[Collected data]
........
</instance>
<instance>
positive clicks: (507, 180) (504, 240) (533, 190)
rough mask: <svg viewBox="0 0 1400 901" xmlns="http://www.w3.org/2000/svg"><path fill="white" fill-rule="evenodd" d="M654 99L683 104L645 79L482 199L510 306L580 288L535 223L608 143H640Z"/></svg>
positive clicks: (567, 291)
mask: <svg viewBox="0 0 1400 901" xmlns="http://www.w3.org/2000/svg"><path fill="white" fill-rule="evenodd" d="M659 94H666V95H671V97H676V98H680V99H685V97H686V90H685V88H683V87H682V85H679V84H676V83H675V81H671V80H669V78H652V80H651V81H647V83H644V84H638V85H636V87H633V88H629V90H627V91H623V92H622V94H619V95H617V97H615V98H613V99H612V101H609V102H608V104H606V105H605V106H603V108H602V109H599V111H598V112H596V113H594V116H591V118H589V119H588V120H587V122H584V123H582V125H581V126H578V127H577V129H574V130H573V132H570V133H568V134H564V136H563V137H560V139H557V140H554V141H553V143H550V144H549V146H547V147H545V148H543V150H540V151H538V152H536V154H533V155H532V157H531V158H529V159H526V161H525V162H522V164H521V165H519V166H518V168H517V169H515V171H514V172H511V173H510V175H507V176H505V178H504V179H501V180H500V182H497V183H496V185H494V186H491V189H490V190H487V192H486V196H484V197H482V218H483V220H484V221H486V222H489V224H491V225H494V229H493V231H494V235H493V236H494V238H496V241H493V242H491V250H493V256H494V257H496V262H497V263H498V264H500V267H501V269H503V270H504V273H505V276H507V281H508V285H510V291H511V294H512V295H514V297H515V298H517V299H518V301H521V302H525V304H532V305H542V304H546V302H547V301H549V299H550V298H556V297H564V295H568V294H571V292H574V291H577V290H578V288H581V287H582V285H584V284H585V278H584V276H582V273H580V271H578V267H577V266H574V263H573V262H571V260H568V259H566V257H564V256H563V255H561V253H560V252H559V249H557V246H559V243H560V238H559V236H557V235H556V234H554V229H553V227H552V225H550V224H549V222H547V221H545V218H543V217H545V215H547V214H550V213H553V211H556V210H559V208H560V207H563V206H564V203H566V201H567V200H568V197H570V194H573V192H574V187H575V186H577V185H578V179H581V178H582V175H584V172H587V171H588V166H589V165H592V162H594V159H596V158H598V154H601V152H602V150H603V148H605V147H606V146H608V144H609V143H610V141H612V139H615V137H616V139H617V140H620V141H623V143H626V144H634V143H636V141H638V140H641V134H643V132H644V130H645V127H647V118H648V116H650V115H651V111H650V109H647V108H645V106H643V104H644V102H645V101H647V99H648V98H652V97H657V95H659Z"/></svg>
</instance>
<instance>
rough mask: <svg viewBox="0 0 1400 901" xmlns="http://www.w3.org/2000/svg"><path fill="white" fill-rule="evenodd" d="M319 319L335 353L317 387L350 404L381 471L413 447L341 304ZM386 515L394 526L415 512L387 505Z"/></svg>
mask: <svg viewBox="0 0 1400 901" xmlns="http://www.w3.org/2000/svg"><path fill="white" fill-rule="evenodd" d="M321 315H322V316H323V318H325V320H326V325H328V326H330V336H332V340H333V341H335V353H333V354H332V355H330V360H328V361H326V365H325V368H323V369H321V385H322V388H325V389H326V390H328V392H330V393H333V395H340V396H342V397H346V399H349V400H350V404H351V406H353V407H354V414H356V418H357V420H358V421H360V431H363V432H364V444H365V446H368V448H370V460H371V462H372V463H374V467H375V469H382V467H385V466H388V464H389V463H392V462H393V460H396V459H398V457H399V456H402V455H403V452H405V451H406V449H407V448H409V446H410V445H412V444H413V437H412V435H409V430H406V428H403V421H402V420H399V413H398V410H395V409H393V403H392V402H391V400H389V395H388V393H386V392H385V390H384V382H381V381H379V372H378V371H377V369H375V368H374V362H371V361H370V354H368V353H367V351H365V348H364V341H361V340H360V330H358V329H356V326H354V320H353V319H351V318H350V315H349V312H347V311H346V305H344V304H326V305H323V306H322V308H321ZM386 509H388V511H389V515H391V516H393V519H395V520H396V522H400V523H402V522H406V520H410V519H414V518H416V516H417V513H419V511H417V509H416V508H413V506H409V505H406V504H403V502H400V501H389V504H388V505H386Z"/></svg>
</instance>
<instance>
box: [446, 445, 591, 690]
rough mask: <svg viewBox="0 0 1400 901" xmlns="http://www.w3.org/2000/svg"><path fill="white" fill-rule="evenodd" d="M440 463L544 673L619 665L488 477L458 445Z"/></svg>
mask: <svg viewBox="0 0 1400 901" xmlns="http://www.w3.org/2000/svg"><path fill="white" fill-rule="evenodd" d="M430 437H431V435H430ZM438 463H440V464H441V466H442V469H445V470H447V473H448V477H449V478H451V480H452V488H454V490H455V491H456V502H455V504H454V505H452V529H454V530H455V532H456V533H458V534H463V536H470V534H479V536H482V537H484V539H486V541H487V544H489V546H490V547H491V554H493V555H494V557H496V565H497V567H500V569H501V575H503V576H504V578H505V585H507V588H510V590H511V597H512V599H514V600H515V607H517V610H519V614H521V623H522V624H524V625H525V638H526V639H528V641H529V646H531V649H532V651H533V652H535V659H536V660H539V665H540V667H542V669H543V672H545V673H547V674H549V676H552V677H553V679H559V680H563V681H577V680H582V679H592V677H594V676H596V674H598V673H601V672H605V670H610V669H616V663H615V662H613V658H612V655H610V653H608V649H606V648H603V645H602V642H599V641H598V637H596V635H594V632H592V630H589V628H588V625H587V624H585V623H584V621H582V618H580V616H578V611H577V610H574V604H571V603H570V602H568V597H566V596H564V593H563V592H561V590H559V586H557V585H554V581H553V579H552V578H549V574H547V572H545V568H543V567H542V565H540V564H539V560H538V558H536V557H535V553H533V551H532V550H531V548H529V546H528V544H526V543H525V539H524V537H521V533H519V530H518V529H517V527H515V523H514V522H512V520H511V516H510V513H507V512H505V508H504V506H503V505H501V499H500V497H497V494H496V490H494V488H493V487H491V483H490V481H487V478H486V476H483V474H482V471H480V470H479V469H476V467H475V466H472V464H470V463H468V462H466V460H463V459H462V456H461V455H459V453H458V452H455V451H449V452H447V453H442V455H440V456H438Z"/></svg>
........
### Work instructions
Character for character, reproduce all of the lines above.

### Task result
</instance>
<instance>
positive clicks: (507, 180) (504, 240) (533, 190)
rough mask: <svg viewBox="0 0 1400 901" xmlns="http://www.w3.org/2000/svg"><path fill="white" fill-rule="evenodd" d="M654 99L683 104L645 79L482 199L510 306L580 288L535 223L608 143H640Z"/></svg>
positive clicks: (567, 291)
mask: <svg viewBox="0 0 1400 901" xmlns="http://www.w3.org/2000/svg"><path fill="white" fill-rule="evenodd" d="M659 94H666V95H671V97H676V98H680V99H685V97H686V90H685V88H683V87H682V85H679V84H676V83H675V81H671V80H669V78H652V80H651V81H647V83H644V84H638V85H636V87H633V88H629V90H627V91H623V92H622V94H619V95H617V97H615V98H613V99H612V101H609V102H608V104H606V105H605V106H603V108H602V109H599V111H598V112H596V113H594V116H591V118H589V119H588V120H587V122H584V123H582V125H581V126H578V127H577V129H574V130H573V132H570V133H568V134H564V136H563V137H560V139H557V140H554V141H553V143H550V144H549V146H547V147H545V148H543V150H540V151H538V152H536V154H533V155H532V157H531V158H529V159H526V161H525V162H522V164H521V165H519V166H518V168H517V169H515V171H514V172H511V173H510V175H507V176H505V178H504V179H501V180H500V182H497V183H496V185H494V186H491V189H490V190H487V192H486V196H484V197H482V218H483V220H484V221H486V222H489V224H491V225H494V229H493V231H494V235H493V236H494V238H496V241H493V242H491V250H493V256H494V257H496V262H497V263H498V264H500V267H501V269H503V270H504V273H505V276H507V281H508V285H510V291H511V294H512V295H514V297H515V298H517V299H518V301H521V302H525V304H532V305H542V304H546V302H547V301H549V299H550V298H556V297H564V295H568V294H571V292H574V291H577V290H578V288H581V287H582V285H584V284H585V278H584V276H582V273H580V271H578V267H577V266H574V263H573V262H571V260H568V259H566V257H564V256H563V255H561V253H560V252H559V249H557V246H559V243H560V238H559V236H557V235H556V234H554V229H553V227H552V225H550V224H549V222H547V221H545V218H543V217H545V215H547V214H550V213H553V211H556V210H559V208H560V207H563V206H564V203H566V201H567V200H568V197H570V194H573V192H574V187H575V186H577V185H578V179H581V178H582V175H584V172H587V171H588V166H589V165H592V162H594V159H596V158H598V154H601V152H602V150H603V148H605V147H606V146H608V144H609V143H610V141H612V139H615V137H616V139H617V140H620V141H623V143H626V144H634V143H636V141H638V140H641V134H643V132H644V130H645V127H647V118H648V116H650V115H651V111H650V109H647V108H645V106H643V104H644V102H645V101H647V99H648V98H652V97H657V95H659Z"/></svg>
</instance>
<instance>
rough mask: <svg viewBox="0 0 1400 901" xmlns="http://www.w3.org/2000/svg"><path fill="white" fill-rule="evenodd" d="M319 319L335 353L317 387L350 404L381 471L413 447L341 304ZM386 515L394 526L415 512L387 505Z"/></svg>
mask: <svg viewBox="0 0 1400 901" xmlns="http://www.w3.org/2000/svg"><path fill="white" fill-rule="evenodd" d="M321 315H322V316H323V318H325V320H326V325H328V326H330V336H332V340H333V341H335V353H333V354H332V355H330V360H328V361H326V365H325V368H323V369H321V385H322V388H325V389H326V390H328V392H330V393H333V395H340V396H342V397H346V399H349V400H350V404H351V406H353V407H354V414H356V418H357V420H358V421H360V431H363V432H364V444H365V446H368V448H370V460H371V462H372V463H374V467H375V469H382V467H385V466H388V464H389V463H392V462H393V460H396V459H398V457H399V456H402V455H403V452H405V451H406V449H407V448H409V446H410V445H412V444H413V437H412V435H409V430H406V428H403V421H402V420H399V413H398V410H395V409H393V403H392V402H391V400H389V395H388V393H386V392H385V390H384V382H381V381H379V372H378V371H377V369H375V368H374V362H371V361H370V354H368V353H367V351H365V348H364V341H361V340H360V330H358V329H356V326H354V320H353V319H351V318H350V315H349V312H347V311H346V305H344V304H326V305H323V306H322V308H321ZM386 509H388V511H389V515H391V516H393V519H395V520H396V522H400V523H402V522H406V520H410V519H414V518H416V516H417V513H419V511H417V509H416V508H413V506H409V505H406V504H403V502H400V501H389V504H388V505H386Z"/></svg>
</instance>
<instance>
box: [446, 445, 591, 690]
rough mask: <svg viewBox="0 0 1400 901" xmlns="http://www.w3.org/2000/svg"><path fill="white" fill-rule="evenodd" d="M440 463L544 673L619 665L488 477L458 445Z"/></svg>
mask: <svg viewBox="0 0 1400 901" xmlns="http://www.w3.org/2000/svg"><path fill="white" fill-rule="evenodd" d="M430 437H431V435H430ZM438 463H440V464H441V466H442V469H445V470H447V473H448V477H449V478H451V480H452V488H454V490H455V491H456V502H455V504H454V505H452V529H454V530H455V532H456V533H458V534H463V536H470V534H479V536H482V537H484V539H486V541H487V544H489V546H490V547H491V554H493V555H494V557H496V565H497V567H500V569H501V575H503V576H504V578H505V585H507V588H510V590H511V597H512V599H514V600H515V607H517V610H519V614H521V623H522V624H524V625H525V638H526V639H528V641H529V646H531V649H532V651H533V652H535V659H536V660H539V665H540V667H542V669H543V672H545V673H547V674H549V676H552V677H553V679H559V680H563V681H577V680H582V679H592V677H594V676H596V674H598V673H601V672H605V670H610V669H616V663H615V662H613V658H612V655H610V653H608V649H606V648H603V645H602V642H599V641H598V637H596V635H594V632H592V630H589V628H588V625H587V624H585V623H584V621H582V618H580V616H578V611H577V610H574V604H571V603H570V602H568V597H566V596H564V593H563V592H561V590H559V586H557V585H554V581H553V579H552V578H549V574H547V572H545V568H543V567H542V565H540V564H539V560H538V558H536V557H535V553H533V551H532V550H531V548H529V546H528V544H526V543H525V539H524V537H521V533H519V530H518V529H517V527H515V523H514V522H512V520H511V516H510V513H507V512H505V508H504V506H503V505H501V499H500V497H497V494H496V490H494V488H493V487H491V483H490V481H487V478H486V476H483V474H482V471H480V470H479V469H476V467H475V466H472V464H470V463H468V462H466V460H463V459H462V456H461V455H459V453H458V452H455V451H449V452H447V453H442V455H440V456H438Z"/></svg>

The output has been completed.